Extracted information:
--- Start ---

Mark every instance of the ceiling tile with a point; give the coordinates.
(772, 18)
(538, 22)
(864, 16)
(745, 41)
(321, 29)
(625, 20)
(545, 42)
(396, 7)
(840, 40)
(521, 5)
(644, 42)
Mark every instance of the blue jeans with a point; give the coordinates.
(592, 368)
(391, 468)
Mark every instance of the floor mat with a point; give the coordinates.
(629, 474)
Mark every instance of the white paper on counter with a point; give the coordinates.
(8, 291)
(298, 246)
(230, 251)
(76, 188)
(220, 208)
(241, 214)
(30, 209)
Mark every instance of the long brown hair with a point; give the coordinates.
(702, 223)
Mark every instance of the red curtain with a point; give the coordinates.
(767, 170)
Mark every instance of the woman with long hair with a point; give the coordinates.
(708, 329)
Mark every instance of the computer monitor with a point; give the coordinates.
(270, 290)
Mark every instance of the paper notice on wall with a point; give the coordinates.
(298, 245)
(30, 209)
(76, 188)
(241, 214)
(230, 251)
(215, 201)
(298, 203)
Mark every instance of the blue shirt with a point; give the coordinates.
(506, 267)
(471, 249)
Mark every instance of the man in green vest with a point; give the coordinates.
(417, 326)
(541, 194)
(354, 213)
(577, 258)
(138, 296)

--- End ---
--- Start ---

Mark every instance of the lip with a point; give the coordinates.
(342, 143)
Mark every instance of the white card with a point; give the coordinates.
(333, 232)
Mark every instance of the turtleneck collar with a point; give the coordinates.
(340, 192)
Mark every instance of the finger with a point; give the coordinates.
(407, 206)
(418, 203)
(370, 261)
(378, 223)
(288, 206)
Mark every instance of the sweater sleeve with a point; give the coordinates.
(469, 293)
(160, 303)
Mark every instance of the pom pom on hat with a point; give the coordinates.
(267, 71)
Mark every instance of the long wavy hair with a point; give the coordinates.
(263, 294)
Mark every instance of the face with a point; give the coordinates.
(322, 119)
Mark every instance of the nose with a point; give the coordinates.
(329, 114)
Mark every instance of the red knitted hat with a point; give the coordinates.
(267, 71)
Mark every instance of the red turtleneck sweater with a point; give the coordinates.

--- End ---

What to do:
Swap "with a point" for "with a dot" in the lines starting at the one containing "Mark every instance of the finger" and ending at the one containing "Mark every instance of the red turtleneck". Return only those lines, with nothing else altered.

Solution for this problem:
Mark every instance of the finger with a dot; give the coordinates.
(407, 206)
(418, 203)
(370, 261)
(378, 223)
(288, 206)
Mark every instance of the sweater sleeve with a dot; give the coordinates.
(469, 293)
(160, 303)
Mark every instance of the pom pom on hat with a dot; give the coordinates.
(267, 71)
Mark every instance of the long wavy hair with a dot; give the coordinates.
(263, 294)
Mark every instance of the face with a dot; give the coordinates.
(322, 119)
Mark every instance of the nose with a dot; give the coordinates.
(329, 114)
Mark every instance of the red knitted hat with a dot; give the coordinates.
(267, 71)
Mark every instance of the red turtleneck sweater with a dot; give the coordinates.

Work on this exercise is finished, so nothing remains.